WHAT IS REQUIRED | Write every line of the records as a JSON list of strings, one string per line, with blank lines skipped and the pictures left out.

[Stored items]
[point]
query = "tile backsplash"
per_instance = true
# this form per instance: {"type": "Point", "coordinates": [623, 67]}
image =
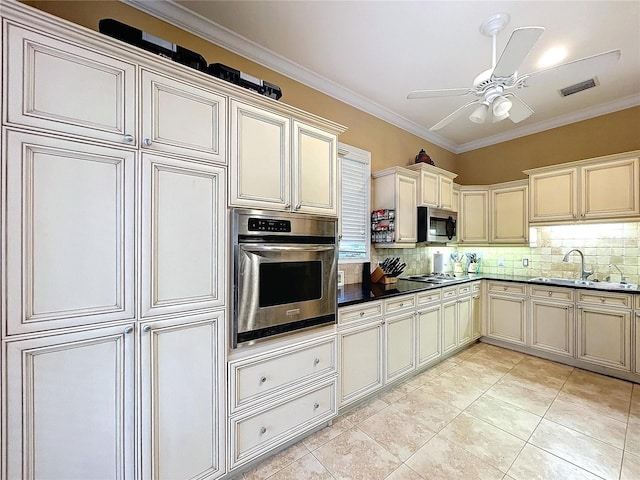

RESPONSE |
[
  "[point]",
  "query = \"tile backsplash\"",
  "per_instance = true",
  "# this form per instance: {\"type\": \"Point\", \"coordinates\": [623, 67]}",
  "image ="
]